— Exercise —
Every line below that carries the word "instance" needs to be copied.
>>>>>
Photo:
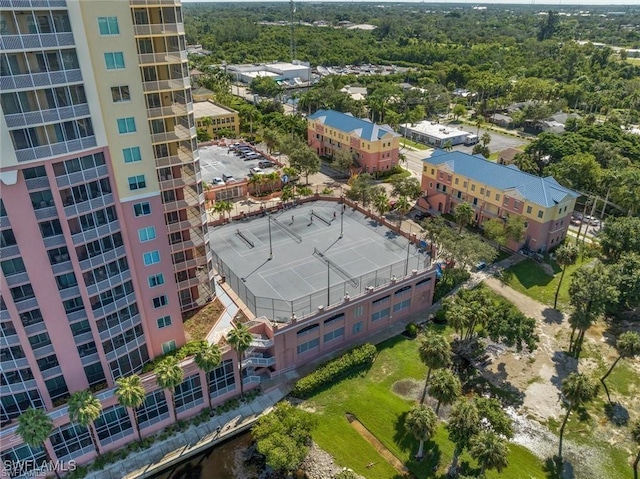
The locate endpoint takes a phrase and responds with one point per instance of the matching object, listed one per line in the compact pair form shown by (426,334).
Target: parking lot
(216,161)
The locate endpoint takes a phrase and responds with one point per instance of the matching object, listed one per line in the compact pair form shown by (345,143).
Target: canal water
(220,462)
<<<<<
>>>>>
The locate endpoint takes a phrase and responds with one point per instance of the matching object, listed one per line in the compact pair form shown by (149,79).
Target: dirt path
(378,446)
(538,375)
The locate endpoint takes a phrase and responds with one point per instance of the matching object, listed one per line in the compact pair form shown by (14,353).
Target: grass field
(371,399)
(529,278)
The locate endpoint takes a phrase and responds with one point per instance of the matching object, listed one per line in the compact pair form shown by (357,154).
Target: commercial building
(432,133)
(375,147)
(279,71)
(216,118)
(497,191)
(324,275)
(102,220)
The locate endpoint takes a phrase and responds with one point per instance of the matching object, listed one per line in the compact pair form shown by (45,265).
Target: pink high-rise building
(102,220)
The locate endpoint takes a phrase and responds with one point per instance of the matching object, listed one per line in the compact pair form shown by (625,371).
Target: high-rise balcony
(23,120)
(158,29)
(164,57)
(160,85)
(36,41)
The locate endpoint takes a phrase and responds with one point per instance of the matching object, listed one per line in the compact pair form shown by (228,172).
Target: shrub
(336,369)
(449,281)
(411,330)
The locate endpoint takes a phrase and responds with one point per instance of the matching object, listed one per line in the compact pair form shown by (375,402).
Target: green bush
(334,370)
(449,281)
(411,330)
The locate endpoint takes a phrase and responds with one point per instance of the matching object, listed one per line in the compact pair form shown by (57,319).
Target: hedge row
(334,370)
<<<<<
— Task answer —
The locate endpoint takes a phrase and responds with one point per instance of the matching object, listed one per line in the compact pair form shown by (426,334).
The locate endpoint takes a phrase and responds with one point per instance of the matching object, listed one per line in the compact pair form shown by (345,143).
The locate endpoint takes a phrase and responds with one point per instance of the matching object, listed one per line in the compact pair form shown by (149,79).
The locate endpoint takes a phrase and responds with one point per instance of the matching object, listed one per line in the compact pair form shown by (14,353).
The locate endpoint takes a phrase and responds with one point per instance of the matching object, listed one per line in the compact pair form shown by (357,154).
The locate endpoint takes a phrase and responds with one point per instance of the matching object, listed one per line in the compact pair form shown by (45,265).
The locate endpoint takes a phrase and responds with one point per instance of the matching object, listed one per line in the compact pair form shown by (625,371).
The locate endpoint takes a phrase and responds with one point per instance of the matching object, listed one per line in the compact pair form shown by (228,172).
The locate endpoint takes a phrase and responds with one point per instance of the matching object, listed one per line in the compact pair form shown by (375,402).
The locate endpoint takes a phrase and responds with one point per instance of the matching object, listed one per line in the compact pair form shown by (57,319).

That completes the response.